▸ **GESTELLTE AUFGABE**
An welcher Einrichtung hielt Albert Wedemeyer laut dem Artikel seinen Vortrag über den kommenden Sieg des Kommunismus in China?

▸ **ARTIKEL**

■ ■ ■ ■ ■ ■ ■

Barbara Tuchmann liegt es sichtlich, das Räumungskonzept Stilwells herauszustreichen, um so jene militärpolitischen Ansichten abzuwerten, die, wie jene des Zweisterngenerals Albert Wedemeyer, in eine ganz andere Richtung gingen. Wedemeyer hat angesichts des kommenden Sieges des Kommunismus in China in einem Vortrag am US National War College gesagt, daß „keine Macht oder ein Gebiet oder ein politisches Gebilde in der Nachbarschaft Rußlands imstande ist, russischen Aggressionen, russischem Eindringen oder russischen Infiltrationen ohne Unterstützung von außen durch eine Rußland vergleichbare Macht zu widerstehen. Um Wedemeyer zu diskreditieren, zitiert Barbara Tuchmann kommentarlos dessen seinerzeitige dienstliche Kommandierung an die Kriegsschule im Deutschen Reich der Naziära sowie ein Image, demzufolge Wedemeyer ein US-Offizier mit „einem Anflug jener Monokel-Kultur“ gewesen sein soll, die „die Elite des deutschen Generalstabs auszeichnet“.

Gewollt oder ungewollt beantwortet Barbara Tuchmann von ihrem Standpunkt die Frage: Wollten oder konnten die maßgebenden Kreise in der Ära Roosevelt der Expansion des Kommunismus in Europa und Asien nicht widerstehen? Sichtlich verärgert kreidet sie dem 1945 bei Tschiang akkreditierten US-Botschafter an, dieser hätte beträchtliche Kreise innerhalb des Außenministeriums (in Washington) „beschuldigt, vorsätzlich den Kommunismus im allgemeinen und den in China besonders zu unterstützen“. Heute liegt über solche frühe Zeugnisse der Wachsamkeit gegenüber kommunistischen Aggressionen der undurchsichtige Film, demzufolge mit dem Image einer „Hexenverbrennung der Kommunisten in den USA“ der Anti-Antikommunismus in Gang gesetzt worden ist. Der Name des Landesverräters Alger Hiss, der 1945 in Jalta zum engsten Beraterkreis Roosevelts gehörte, findet sich nicht einmal im Index des zitierten Buches, obwohl doch gerade Hiss um jene Zeit seine „Konvergenztheorie“ mit Erfolg in der US-Außenpolitik zum Tragen bringen konnte. Wer aber so gut zu schreiben versteht wie Barbara Tuchmann, der schreibt, indem er „every thing that flts to print“ schreibt, auch Dinge, die nicht in sein Konzept passen. Und so wird Barbara Tuchmann zu einem der Zeugen, die beweisen, daß die USA nicht nur dort den Kommunismus gewähren lassen mußten, wo sie ihm nicht gewachsen waren, sondern auch in jenen Fällen, in denen sie ein lässiges oder gewolltes Gewährenlassen an den Tag legten und legen.

■ ■ ■ ■ ■ ■ ■

▸ **VORLIEGENDE EINTRÄGE**

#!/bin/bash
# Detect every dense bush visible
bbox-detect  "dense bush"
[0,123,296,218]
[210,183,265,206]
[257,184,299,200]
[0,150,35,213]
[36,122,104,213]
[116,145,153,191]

■ ■ ■ ■ ■ ■ ■

▸ **ERLEDIGTE AUFGABE**
Am US National War College.